(Recorded data)
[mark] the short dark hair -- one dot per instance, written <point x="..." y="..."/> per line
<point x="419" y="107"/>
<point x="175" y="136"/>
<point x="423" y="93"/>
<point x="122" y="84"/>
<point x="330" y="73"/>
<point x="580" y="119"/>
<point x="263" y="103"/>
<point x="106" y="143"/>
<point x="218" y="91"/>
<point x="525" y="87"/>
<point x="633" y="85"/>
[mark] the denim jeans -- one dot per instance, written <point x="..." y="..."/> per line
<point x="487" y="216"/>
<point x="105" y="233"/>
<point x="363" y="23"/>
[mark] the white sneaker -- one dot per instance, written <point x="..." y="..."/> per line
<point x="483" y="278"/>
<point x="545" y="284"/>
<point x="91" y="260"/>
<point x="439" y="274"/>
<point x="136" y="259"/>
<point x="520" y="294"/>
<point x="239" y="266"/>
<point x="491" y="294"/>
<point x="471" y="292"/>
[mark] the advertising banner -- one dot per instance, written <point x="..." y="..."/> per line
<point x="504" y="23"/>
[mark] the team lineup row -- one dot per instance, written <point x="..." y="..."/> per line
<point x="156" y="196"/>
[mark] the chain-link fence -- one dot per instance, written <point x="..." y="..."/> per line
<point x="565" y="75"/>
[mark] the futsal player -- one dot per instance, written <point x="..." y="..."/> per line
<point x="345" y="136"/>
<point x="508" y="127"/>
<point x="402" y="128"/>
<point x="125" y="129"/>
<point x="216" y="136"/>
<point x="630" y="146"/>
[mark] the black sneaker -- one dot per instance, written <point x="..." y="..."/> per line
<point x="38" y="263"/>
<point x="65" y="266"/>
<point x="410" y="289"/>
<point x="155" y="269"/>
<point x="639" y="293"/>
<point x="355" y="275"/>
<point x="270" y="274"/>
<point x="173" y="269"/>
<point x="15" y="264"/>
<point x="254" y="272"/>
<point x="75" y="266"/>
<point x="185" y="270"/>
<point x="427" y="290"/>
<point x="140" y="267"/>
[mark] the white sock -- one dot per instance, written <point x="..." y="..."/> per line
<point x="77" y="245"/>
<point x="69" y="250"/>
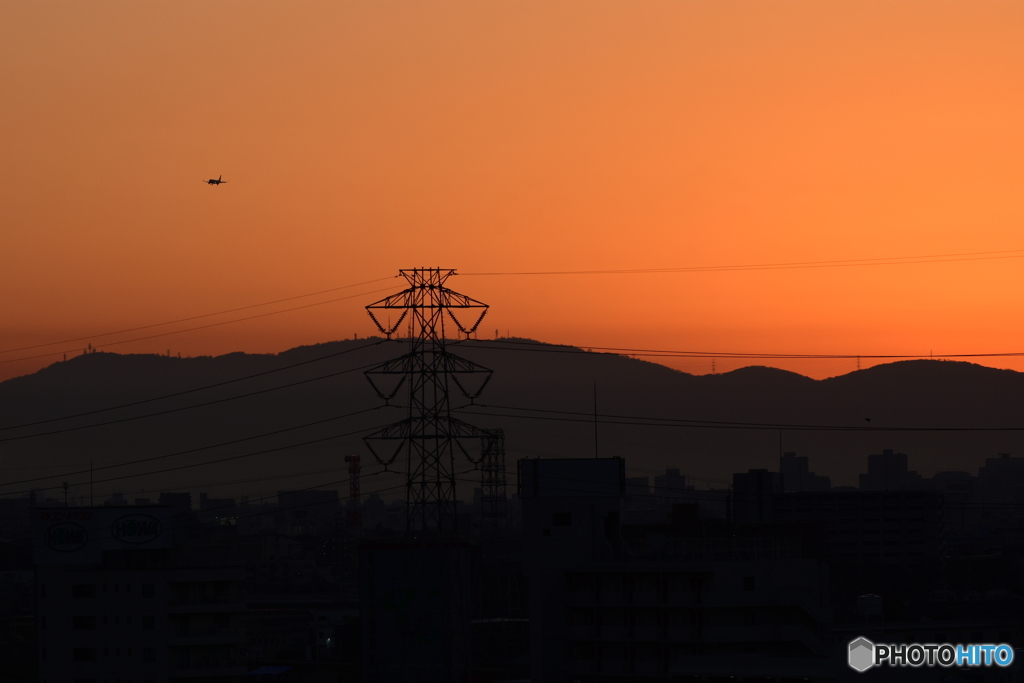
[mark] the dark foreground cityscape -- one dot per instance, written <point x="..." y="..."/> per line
<point x="583" y="575"/>
<point x="556" y="569"/>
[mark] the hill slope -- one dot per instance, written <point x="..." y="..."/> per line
<point x="297" y="397"/>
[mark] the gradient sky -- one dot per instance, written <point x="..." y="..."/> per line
<point x="361" y="137"/>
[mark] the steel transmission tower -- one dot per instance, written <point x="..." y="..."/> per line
<point x="494" y="515"/>
<point x="429" y="434"/>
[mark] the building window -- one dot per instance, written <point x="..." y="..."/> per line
<point x="83" y="591"/>
<point x="84" y="654"/>
<point x="83" y="623"/>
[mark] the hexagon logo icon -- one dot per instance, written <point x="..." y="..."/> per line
<point x="861" y="654"/>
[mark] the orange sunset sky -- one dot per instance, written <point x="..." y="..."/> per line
<point x="363" y="137"/>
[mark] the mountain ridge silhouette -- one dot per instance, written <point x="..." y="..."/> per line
<point x="526" y="375"/>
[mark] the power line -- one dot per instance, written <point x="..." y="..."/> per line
<point x="194" y="317"/>
<point x="643" y="421"/>
<point x="200" y="450"/>
<point x="193" y="390"/>
<point x="201" y="327"/>
<point x="186" y="408"/>
<point x="892" y="260"/>
<point x="617" y="350"/>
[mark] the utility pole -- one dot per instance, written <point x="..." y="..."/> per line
<point x="428" y="567"/>
<point x="429" y="435"/>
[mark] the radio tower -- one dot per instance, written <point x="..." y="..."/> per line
<point x="429" y="435"/>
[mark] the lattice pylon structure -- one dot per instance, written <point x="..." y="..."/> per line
<point x="429" y="435"/>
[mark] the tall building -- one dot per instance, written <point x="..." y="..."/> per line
<point x="797" y="475"/>
<point x="888" y="471"/>
<point x="753" y="496"/>
<point x="607" y="605"/>
<point x="114" y="603"/>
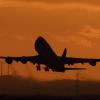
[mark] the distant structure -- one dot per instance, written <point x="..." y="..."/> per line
<point x="9" y="69"/>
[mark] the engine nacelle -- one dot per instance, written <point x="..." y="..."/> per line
<point x="24" y="60"/>
<point x="93" y="63"/>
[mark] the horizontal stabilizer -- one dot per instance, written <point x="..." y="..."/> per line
<point x="75" y="68"/>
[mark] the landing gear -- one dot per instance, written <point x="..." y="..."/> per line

EXERCISE INSTRUCTIONS -
Would you repeat the entries exactly, but with no pictures?

ANSWER TO THE PROBLEM -
[mark] the short dark hair -- one dot per instance, written <point x="..." y="..."/> per line
<point x="419" y="107"/>
<point x="175" y="136"/>
<point x="423" y="93"/>
<point x="122" y="84"/>
<point x="330" y="73"/>
<point x="580" y="119"/>
<point x="263" y="103"/>
<point x="106" y="143"/>
<point x="218" y="91"/>
<point x="525" y="87"/>
<point x="633" y="85"/>
[mark] the denim jeans -- one dot per instance, written <point x="..." y="..."/> per line
<point x="487" y="216"/>
<point x="105" y="233"/>
<point x="363" y="23"/>
[mark] the white sneaker -- one dot per instance, written <point x="..." y="..."/> per line
<point x="483" y="278"/>
<point x="545" y="284"/>
<point x="91" y="260"/>
<point x="439" y="274"/>
<point x="136" y="259"/>
<point x="520" y="294"/>
<point x="239" y="266"/>
<point x="491" y="294"/>
<point x="471" y="292"/>
[mark] the advertising banner -- one dot per instance, written <point x="..." y="..."/> per line
<point x="504" y="23"/>
[mark] the team lineup row -- one dot per instance, written <point x="..." y="..."/> per line
<point x="156" y="196"/>
[mark] the chain-link fence -- one dot per instance, written <point x="..." y="..."/> per line
<point x="565" y="75"/>
[mark] the futsal player -- one dot per instance, written <point x="..." y="..."/> per line
<point x="345" y="136"/>
<point x="508" y="127"/>
<point x="402" y="128"/>
<point x="125" y="129"/>
<point x="216" y="136"/>
<point x="630" y="146"/>
[mark] the black sneaker -- one dot per instance, written <point x="..." y="..."/> per line
<point x="38" y="263"/>
<point x="65" y="266"/>
<point x="410" y="289"/>
<point x="155" y="269"/>
<point x="639" y="293"/>
<point x="355" y="275"/>
<point x="270" y="274"/>
<point x="173" y="269"/>
<point x="15" y="264"/>
<point x="254" y="272"/>
<point x="75" y="266"/>
<point x="185" y="270"/>
<point x="427" y="290"/>
<point x="140" y="267"/>
[mark] the white sock -- one dot per instance, written <point x="..." y="..."/> per line
<point x="77" y="245"/>
<point x="69" y="250"/>
[mark] the dark foreground cityscape -- one dot per instance, written <point x="..." y="..."/> per line
<point x="583" y="575"/>
<point x="556" y="569"/>
[mark] the hill slope -- one dot per instance, written <point x="..." y="..."/> per line
<point x="297" y="397"/>
[mark] the gradient sky -- one dot per instance, written <point x="..." y="..."/> per line
<point x="361" y="137"/>
[mark] the steel transmission tower -- one dot per instance, written <point x="..." y="..."/> per line
<point x="494" y="515"/>
<point x="429" y="434"/>
[mark] the building window -- one dot per instance, written <point x="..." y="..."/> per line
<point x="83" y="591"/>
<point x="84" y="654"/>
<point x="83" y="623"/>
[mark] the hexagon logo icon -- one dot per instance, written <point x="..." y="..."/> per line
<point x="861" y="654"/>
[mark] the orange sunset sky -- one dot per instance, written <point x="..." y="..."/> per line
<point x="363" y="137"/>
[mark] the mountain ridge silhouette -- one dot per instance, written <point x="..." y="..."/> per line
<point x="526" y="375"/>
[mark] the power line -- one dot per instance, written <point x="..." y="..."/> per line
<point x="194" y="317"/>
<point x="643" y="421"/>
<point x="200" y="450"/>
<point x="193" y="390"/>
<point x="201" y="327"/>
<point x="186" y="408"/>
<point x="892" y="260"/>
<point x="617" y="350"/>
[mark] the utility pole -- one dot per instance, written <point x="..." y="..."/> per line
<point x="428" y="567"/>
<point x="429" y="435"/>
[mark] the radio tower -- one dot per instance, written <point x="..." y="..."/> per line
<point x="429" y="435"/>
[mark] the lattice pylon structure -- one dot per instance, written <point x="..." y="..."/> per line
<point x="429" y="435"/>
[mark] the tall building -- one dot per instance, written <point x="..." y="..."/> per line
<point x="797" y="475"/>
<point x="888" y="471"/>
<point x="753" y="496"/>
<point x="607" y="605"/>
<point x="114" y="603"/>
[mark] the distant structure -- one dot per instance, written <point x="..." y="..."/> per line
<point x="9" y="69"/>
[mark] the engine nacelle -- one dot per instance, written <point x="..." y="..."/> per line
<point x="24" y="60"/>
<point x="93" y="63"/>
[mark] the horizontal stabilizer -- one dot per instance, written <point x="..." y="..."/> per line
<point x="75" y="68"/>
[mark] the landing gear -- one dot per instance, written <point x="..." y="..."/> per line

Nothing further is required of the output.